#### Extract to read:
It was always our wish to live in Jamaica in our dream home. So, in August 2012, my husband Sedrick Levine and I left Canada to move into our new home. We were thrilled to finally be starting the next chapter in our lives, in Sedrick’s beloved homeland. He bought a little bus and planned to operate tours for visitors to the island. I was helping him run this business venture, as part of our semi- retirement in Jamaica.

My life as I knew it was suddenly shattered when two masked men broke into our home on Sunday, November 17, 2013. Sedrick struggled with the men, allowing me to flee upstairs to call the police. His actions saved my life that day, and that of my father and his housekeeper, who were visiting us at the time. One of the masked intruders chased me upstairs and kicked in the bathroom door, but he stopped when he heard a gunshot from downstairs.

My husband Sedrick was killed that day and the men fled our home with a laptop. The Jamaican police have not yet found these men or charged them with killing my beloved husband. Their motive remains unknown.

This crime has completely changed my life. I suffer from Post-traumatic Stress Disorder now and have depression as a result. I came back to Canada, but I feel very isolated since this happened. These emotional scars may never heal.

I managed to find the Canadian Resource Centre for Victims of Crime by searching online one day. I didn’t know where to turn for help when I came home to Canada. The CRCVC has provided me with a lot of emotional support, which has been tremendously helpful. They’ve also written numerous letters to Jamaican officials seeking justice for Sedrick, as well as intervening with Canadian officials on my behalf. The office also helped connect me to a trauma therapist for counselling sessions too.

In order to try and make sense of what happened to Sedrick, it is my hope that others could support the work of the Canadian Resource Centre for Victims of Crime. There are so many other victims/survivors out there who also need their assistance.

#### Data for analysis:
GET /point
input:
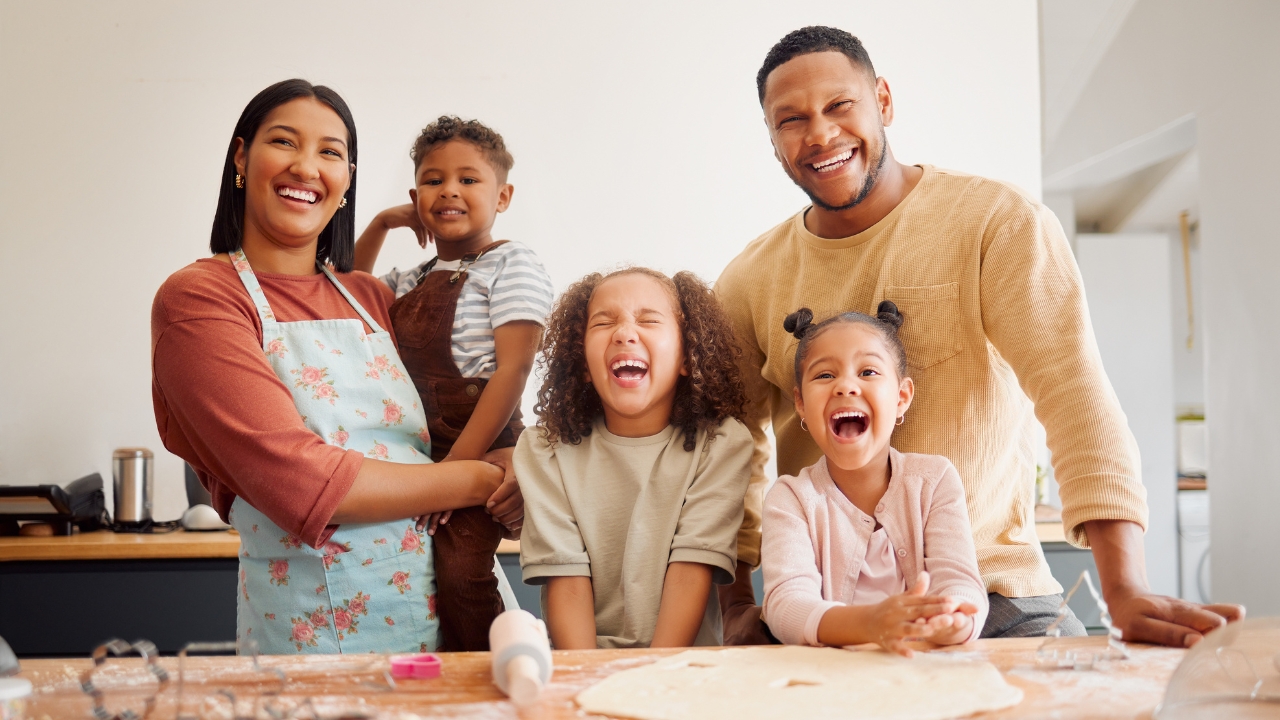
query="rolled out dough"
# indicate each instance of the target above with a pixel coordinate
(800, 682)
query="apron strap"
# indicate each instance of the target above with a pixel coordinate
(360, 309)
(255, 291)
(264, 309)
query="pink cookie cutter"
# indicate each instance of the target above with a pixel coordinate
(416, 666)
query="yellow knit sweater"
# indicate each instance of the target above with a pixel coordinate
(997, 333)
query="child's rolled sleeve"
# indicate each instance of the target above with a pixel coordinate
(551, 543)
(707, 531)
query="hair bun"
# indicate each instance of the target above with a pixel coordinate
(887, 313)
(799, 322)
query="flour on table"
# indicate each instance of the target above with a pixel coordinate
(801, 682)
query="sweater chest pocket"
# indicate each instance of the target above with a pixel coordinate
(931, 322)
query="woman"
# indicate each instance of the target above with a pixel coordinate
(275, 379)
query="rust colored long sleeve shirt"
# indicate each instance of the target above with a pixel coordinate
(222, 408)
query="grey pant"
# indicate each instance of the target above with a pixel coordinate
(1027, 616)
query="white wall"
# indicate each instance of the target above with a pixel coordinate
(635, 128)
(1220, 62)
(1127, 285)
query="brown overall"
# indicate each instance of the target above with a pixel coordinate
(467, 598)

#### Exercise description:
Copy out the part of the personal account above about Sedrick Levine's killing that opens with the words containing "I managed to" and closes with "counselling sessions too.".

#### Worked solution:
I managed to find the Canadian Resource Centre for Victims of Crime by searching online one day. I didn’t know where to turn for help when I came home to Canada. The CRCVC has provided me with a lot of emotional support, which has been tremendously helpful. They’ve also written numerous letters to Jamaican officials seeking justice for Sedrick, as well as intervening with Canadian officials on my behalf. The office also helped connect me to a trauma therapist for counselling sessions too.